Aim:
Substitute "vessel" for every "boat" in the lines between the one holding "[trace] tidal flat" and the one holding "[[[1270,38],[759,8],[0,0],[0,947],[1270,949]]]", inclusive. Write out only those lines, leaving everything else in them unchanged.

(Items from a data source)
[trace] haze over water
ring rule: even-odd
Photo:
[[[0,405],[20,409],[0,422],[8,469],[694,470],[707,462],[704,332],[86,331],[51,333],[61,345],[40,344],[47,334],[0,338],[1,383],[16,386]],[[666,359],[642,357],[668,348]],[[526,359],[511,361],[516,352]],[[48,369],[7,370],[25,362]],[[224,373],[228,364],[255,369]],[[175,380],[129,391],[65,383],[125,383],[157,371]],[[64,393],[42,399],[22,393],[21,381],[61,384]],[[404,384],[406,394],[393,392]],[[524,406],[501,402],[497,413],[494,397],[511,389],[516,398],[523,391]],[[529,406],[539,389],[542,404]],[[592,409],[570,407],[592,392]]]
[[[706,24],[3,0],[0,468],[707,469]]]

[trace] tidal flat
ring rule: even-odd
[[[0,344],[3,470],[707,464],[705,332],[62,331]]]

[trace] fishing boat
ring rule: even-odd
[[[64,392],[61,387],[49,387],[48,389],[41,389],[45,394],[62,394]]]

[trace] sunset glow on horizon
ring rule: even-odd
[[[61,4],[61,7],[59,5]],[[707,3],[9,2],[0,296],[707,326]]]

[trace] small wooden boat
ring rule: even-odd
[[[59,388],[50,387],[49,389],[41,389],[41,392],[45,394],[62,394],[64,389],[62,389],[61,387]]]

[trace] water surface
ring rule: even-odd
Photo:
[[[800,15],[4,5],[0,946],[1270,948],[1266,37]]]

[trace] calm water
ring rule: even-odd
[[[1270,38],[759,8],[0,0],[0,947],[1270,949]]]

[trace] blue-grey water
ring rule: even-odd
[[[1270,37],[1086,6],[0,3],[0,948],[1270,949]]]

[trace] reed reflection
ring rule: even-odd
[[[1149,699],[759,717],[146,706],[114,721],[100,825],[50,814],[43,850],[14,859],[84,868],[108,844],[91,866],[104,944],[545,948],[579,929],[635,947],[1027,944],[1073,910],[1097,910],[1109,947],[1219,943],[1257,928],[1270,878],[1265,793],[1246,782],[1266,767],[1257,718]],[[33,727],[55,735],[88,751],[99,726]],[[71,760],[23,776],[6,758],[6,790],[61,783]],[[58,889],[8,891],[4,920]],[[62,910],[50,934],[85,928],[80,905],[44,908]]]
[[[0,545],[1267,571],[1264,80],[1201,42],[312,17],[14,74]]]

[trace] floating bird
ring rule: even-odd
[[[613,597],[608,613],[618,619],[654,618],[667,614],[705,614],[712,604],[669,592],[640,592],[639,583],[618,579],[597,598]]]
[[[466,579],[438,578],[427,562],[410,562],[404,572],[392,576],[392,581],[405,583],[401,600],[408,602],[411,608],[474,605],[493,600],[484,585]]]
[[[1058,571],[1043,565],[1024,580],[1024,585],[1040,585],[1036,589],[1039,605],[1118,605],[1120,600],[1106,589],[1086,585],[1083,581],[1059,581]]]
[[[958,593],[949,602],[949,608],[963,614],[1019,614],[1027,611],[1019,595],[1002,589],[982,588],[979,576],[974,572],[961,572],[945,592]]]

---

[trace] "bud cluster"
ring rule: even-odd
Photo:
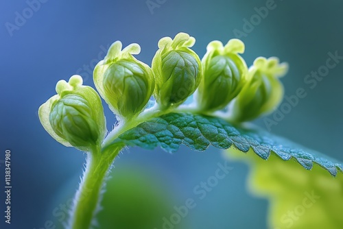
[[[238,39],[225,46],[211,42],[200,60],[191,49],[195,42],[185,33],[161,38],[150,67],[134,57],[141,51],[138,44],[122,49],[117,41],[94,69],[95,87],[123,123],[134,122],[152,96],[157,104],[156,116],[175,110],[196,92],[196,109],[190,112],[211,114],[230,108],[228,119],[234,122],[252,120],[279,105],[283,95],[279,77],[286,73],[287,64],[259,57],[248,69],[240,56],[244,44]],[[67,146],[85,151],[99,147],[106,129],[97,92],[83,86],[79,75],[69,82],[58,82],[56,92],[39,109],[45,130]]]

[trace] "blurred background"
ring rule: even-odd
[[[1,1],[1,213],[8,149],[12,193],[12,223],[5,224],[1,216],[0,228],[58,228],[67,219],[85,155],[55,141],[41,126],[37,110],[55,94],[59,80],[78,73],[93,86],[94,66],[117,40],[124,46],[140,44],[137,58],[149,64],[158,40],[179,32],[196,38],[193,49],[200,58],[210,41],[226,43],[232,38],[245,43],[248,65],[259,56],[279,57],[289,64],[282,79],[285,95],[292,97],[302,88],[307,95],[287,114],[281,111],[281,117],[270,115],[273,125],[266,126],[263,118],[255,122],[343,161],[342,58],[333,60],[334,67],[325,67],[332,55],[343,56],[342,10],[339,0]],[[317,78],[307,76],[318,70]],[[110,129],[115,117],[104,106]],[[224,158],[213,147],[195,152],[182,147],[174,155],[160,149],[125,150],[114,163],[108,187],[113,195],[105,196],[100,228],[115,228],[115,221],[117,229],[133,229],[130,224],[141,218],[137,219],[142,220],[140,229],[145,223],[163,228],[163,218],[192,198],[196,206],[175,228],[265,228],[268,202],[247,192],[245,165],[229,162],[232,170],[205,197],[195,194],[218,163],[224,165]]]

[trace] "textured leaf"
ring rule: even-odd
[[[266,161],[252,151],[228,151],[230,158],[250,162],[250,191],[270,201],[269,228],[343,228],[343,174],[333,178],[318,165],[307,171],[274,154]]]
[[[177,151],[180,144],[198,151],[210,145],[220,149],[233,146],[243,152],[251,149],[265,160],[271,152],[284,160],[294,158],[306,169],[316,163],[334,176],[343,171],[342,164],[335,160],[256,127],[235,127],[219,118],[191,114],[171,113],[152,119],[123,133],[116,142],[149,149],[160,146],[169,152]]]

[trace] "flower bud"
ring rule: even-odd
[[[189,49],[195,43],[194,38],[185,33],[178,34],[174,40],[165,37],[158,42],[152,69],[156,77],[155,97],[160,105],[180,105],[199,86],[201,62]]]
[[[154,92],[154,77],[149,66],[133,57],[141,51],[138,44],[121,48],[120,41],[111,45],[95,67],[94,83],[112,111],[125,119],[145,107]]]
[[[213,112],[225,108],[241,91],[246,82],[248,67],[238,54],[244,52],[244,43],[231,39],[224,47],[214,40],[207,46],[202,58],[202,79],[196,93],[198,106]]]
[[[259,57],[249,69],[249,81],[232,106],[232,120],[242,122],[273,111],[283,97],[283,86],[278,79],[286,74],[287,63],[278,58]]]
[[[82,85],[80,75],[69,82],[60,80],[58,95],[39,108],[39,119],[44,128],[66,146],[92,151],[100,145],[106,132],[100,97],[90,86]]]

Solution for this problem:
[trace] tidal flat
ring rule: even-odd
[[[0,344],[3,470],[707,464],[705,332],[62,331]]]

[trace] fishing vessel
ring rule: even-odd
[[[64,392],[61,387],[49,387],[48,389],[41,389],[45,394],[62,394]]]

[trace] sunset glow on horizon
ring rule: even-odd
[[[61,4],[61,7],[59,5]],[[707,3],[9,2],[0,296],[707,326]]]

[trace] small wooden vessel
ring rule: even-odd
[[[59,388],[50,387],[49,389],[41,389],[41,392],[45,394],[62,394],[64,389],[62,389],[61,387]]]

[trace] water surface
ring rule: even-odd
Photo:
[[[800,15],[4,5],[0,946],[1270,948],[1266,37]]]

[trace] calm water
ring rule: even-odd
[[[1270,38],[759,8],[0,0],[0,947],[1270,949]]]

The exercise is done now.